Start
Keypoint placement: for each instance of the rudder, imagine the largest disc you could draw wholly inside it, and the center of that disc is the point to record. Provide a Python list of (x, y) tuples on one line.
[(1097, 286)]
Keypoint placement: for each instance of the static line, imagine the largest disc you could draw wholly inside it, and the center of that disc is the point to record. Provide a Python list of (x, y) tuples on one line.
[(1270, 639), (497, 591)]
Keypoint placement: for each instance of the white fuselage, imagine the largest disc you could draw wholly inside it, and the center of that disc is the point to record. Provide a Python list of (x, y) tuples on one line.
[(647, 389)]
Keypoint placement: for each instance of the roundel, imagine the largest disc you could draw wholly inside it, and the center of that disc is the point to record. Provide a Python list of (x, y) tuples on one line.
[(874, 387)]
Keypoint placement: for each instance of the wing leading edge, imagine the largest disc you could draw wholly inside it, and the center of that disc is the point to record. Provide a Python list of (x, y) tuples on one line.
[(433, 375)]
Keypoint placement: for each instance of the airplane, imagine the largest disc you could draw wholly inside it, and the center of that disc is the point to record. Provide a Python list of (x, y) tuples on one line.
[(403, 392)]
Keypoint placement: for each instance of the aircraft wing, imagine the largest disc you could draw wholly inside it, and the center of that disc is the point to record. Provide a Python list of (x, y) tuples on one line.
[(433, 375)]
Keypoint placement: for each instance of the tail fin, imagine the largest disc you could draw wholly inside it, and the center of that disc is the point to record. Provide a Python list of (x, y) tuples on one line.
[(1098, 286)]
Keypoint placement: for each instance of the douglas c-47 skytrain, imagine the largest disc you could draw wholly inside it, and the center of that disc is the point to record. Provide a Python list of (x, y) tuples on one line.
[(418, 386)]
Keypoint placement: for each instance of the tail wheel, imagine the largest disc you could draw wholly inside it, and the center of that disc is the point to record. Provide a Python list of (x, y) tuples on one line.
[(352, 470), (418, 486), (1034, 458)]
End
- **Task directions**
Copy out, unchanged, the part of the items that opens with the line containing "Keypoint placement: for each instance of the wing" and closes with the final line of the items.

- **Answer in full**
Keypoint placement: for each instance of the wing leading edge, imagine the largest disc you could draw wholly inside it, and the center of that disc is the point to record. Provide a Python list of (x, y) tuples on one line.
[(433, 375)]
Keypoint placement: for each instance of the airplane, imagine the largest disc you could draw wholly inside it, and the center of that disc is the point to record. Provide a Python list of (x, y) tuples on one line.
[(403, 392)]
Keypoint placement: for each instance of the aircraft wing, imagine the largest disc you could draw wholly inside it, and the center of that disc is the point to record. Provide a Python list of (x, y) tuples on one line.
[(433, 375)]
Keypoint placement: for each instance of the tail fin, imagine the largest disc you could draw wholly inside it, and the center of that disc is the point to record. Provide a Python list of (x, y) tuples on one line.
[(1098, 286)]
Keypoint placement: for each instance of the douglas c-47 skytrain, imagine the largest disc you could draw wholly inside it, and the center of that disc is the point to record. Provide a Python list of (x, y) tuples on one line.
[(418, 386)]
Keypoint placement: for each instance of the tail wheel, imagine the largest disc you could draw wholly inside it, and the center of that disc is the point to record. Provide a Python list of (x, y) tuples on one line.
[(352, 470), (418, 486), (1034, 458)]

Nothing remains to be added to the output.